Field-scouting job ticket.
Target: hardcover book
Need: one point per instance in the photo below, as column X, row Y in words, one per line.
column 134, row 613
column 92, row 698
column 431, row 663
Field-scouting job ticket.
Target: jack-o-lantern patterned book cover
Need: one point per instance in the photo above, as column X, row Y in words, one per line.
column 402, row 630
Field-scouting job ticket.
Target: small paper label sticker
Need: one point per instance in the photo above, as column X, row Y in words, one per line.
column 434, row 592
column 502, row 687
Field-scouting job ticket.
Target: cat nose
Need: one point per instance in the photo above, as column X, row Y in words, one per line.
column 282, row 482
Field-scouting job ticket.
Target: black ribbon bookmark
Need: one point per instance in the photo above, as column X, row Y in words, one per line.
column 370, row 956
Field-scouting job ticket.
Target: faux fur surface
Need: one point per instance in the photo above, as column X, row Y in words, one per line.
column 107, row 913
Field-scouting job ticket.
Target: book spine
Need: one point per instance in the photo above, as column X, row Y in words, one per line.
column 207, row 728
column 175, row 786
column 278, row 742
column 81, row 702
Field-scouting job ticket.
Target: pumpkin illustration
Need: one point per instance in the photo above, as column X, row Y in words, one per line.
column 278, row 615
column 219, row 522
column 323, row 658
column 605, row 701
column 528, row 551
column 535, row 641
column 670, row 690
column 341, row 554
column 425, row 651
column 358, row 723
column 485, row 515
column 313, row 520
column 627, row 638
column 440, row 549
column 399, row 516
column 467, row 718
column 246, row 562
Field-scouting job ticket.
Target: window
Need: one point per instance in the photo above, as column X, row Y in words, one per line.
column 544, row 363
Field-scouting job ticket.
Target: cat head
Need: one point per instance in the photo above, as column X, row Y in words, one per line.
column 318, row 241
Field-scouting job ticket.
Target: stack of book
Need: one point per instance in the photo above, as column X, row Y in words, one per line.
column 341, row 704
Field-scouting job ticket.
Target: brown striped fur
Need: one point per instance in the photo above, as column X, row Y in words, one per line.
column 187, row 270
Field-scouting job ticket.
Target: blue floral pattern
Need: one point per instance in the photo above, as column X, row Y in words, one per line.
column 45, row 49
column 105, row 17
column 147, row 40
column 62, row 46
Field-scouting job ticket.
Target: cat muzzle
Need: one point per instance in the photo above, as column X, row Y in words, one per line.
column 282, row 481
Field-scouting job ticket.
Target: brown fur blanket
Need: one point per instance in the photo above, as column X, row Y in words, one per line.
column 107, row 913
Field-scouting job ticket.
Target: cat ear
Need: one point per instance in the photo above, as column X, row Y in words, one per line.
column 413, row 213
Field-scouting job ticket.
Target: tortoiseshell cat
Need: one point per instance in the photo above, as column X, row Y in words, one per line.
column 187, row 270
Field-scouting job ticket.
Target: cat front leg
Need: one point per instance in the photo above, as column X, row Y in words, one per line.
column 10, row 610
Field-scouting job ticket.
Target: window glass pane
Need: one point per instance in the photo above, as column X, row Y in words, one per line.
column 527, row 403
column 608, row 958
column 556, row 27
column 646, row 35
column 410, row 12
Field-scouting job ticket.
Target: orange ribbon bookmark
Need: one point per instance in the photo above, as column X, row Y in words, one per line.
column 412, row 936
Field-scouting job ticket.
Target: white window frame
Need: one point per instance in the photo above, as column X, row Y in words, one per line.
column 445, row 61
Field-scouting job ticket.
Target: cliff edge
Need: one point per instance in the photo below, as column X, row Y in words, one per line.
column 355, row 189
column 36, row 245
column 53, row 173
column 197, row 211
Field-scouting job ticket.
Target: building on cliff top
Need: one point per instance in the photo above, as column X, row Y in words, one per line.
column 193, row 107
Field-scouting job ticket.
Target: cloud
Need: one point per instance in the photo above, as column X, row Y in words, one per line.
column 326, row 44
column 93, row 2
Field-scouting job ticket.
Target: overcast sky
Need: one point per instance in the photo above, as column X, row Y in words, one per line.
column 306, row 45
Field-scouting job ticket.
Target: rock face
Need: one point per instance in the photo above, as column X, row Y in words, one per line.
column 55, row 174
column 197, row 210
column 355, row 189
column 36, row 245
--------
* [The problem]: Please copy every line of the data above word for word, without changing anything.

* [Correct result]:
Field-scouting job ticket.
Target: hardcover book
Need: one point per instance in the photo below, as column X, row Y in words, one per line.
column 134, row 613
column 92, row 698
column 431, row 663
Field-scouting job ticket.
Target: jack-o-lantern patterned book cover
Need: one point per instance in the photo above, as column X, row Y in words, one per line.
column 402, row 630
Field-scouting job ticket.
Target: small paper label sticker
Need: one point per instance in the photo above, as column X, row Y in words, one per line.
column 434, row 592
column 502, row 687
Field-scouting job ticket.
Target: cat nose
Need: one point per instance in the photo above, as column X, row Y in words, one per line.
column 282, row 482
Field-scouting job ticket.
Target: black ribbon bookmark
Need: one point per instance in the photo above, as column X, row Y in words, one per line.
column 370, row 956
Field-scouting job ticket.
Target: faux fur surface
Need: one point per instance in the photo above, as column X, row Y in words, one per line.
column 107, row 913
Field-scouting job ticket.
Target: book spine
Need: one point per instance in the photo above, as column X, row Y in words, one per line.
column 207, row 728
column 175, row 786
column 278, row 742
column 81, row 702
Field-scouting job ticket.
Target: pumpkin illustration
Need: one point per instance in the photo above, as column X, row Y in words, one per line.
column 278, row 615
column 219, row 522
column 323, row 658
column 605, row 701
column 528, row 551
column 535, row 641
column 670, row 690
column 341, row 554
column 425, row 651
column 358, row 723
column 485, row 515
column 313, row 520
column 627, row 638
column 440, row 549
column 399, row 516
column 467, row 718
column 246, row 562
Field-scouting job ticket.
Target: window
Need: one point per instance in the photo above, as column X, row Y in words, one per line.
column 544, row 363
Field-scouting job ticket.
Target: cat head
Need: one point per instance in the photo above, as column X, row Y in words, one per line.
column 318, row 241
Field-scouting job ticket.
Target: stack of book
Need: one point per instance in the photo above, as column X, row Y in words, one per line.
column 341, row 704
Field-scouting job ticket.
Target: brown striped fur
Need: one point per instance in the photo above, as column X, row Y in words, one per line.
column 187, row 270
Field-scouting job ticket.
Target: blue floral pattern
Need: one point per instance in the photo above, as column X, row Y in words, one per line.
column 45, row 49
column 105, row 17
column 147, row 40
column 62, row 46
Field-scouting job ticket.
Target: cat muzzle
Need: one point per instance in the photo above, as column X, row Y in words, one per line.
column 282, row 481
Field-scouting job ticket.
Target: brown fur blanket
Need: one point per instance in the photo above, as column X, row Y in words, one per line.
column 107, row 913
Field-scouting job ticket.
Target: cat ear
Need: one point per instance in the photo above, as column X, row Y in words, one per line.
column 413, row 213
Field-scouting job ticket.
Target: tortoiseshell cat
Need: one point per instance in the photo above, as column X, row Y in words, one per line.
column 187, row 270
Field-scouting job ticket.
Target: cat front leg
Need: one point per instance in the photo above, as column X, row Y in words, one per line.
column 10, row 610
Field-scouting job ticket.
Target: window glass pane
Need: one point per instance in the photo above, as column X, row Y in words, one per line.
column 527, row 403
column 608, row 958
column 556, row 27
column 646, row 35
column 410, row 12
Field-scouting job ticket.
Target: orange ribbon bookmark
Need: one point per instance in the photo above, as column X, row Y in words, one per line.
column 412, row 936
Field-scouting job ticket.
Target: white window frame
Need: one point per instance in the photo above, as column X, row Y in words, one per line.
column 445, row 61
Field-scouting job ticket.
Target: cliff edge
Need: one point per instance in the photo below, as column X, row Y in words, one per line.
column 355, row 189
column 36, row 245
column 53, row 173
column 197, row 211
Field-scouting job ticket.
Target: building on cliff top
Need: one point per instance in the photo above, as column X, row Y in words, one per line.
column 193, row 107
Field-scouting job ticket.
Target: cloud
Need: one point per instance in the photo above, as column X, row Y in words, one per line.
column 326, row 44
column 93, row 2
Field-scouting job ticket.
Target: overcast sky
Need: one point per instance in the photo above, as column X, row Y in words, one per line.
column 306, row 45
Field-scouting job ticket.
Target: rock face
Need: one point per instance in the photo above, as column X, row Y in words, one per line.
column 55, row 174
column 197, row 210
column 355, row 189
column 36, row 245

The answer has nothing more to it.